╭─ Data for this exercise
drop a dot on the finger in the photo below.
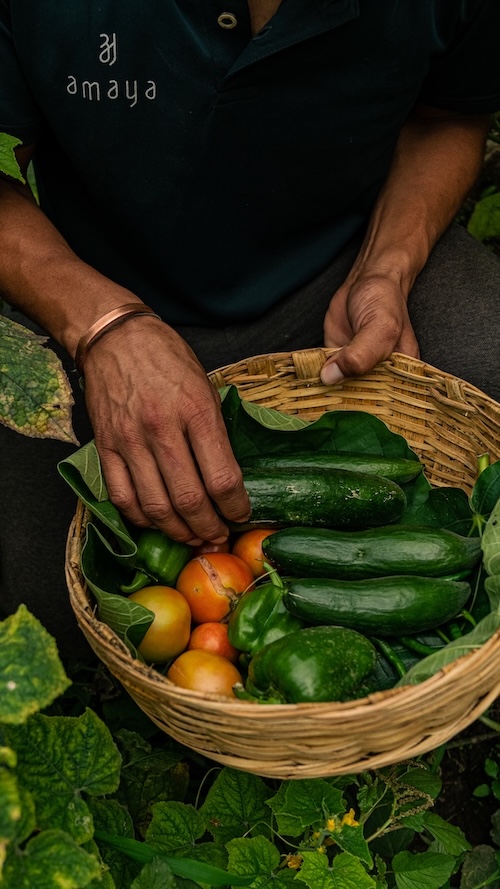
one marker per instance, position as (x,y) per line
(357,357)
(222,474)
(138,491)
(188,491)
╰─
▶ **Prompt**:
Transcribe the text of every record above word for word, leaving out the pictures.

▶ **The output**:
drop a dot on the finger in the photo below.
one marker per instance, position as (x,y) per line
(357,357)
(222,474)
(138,491)
(188,491)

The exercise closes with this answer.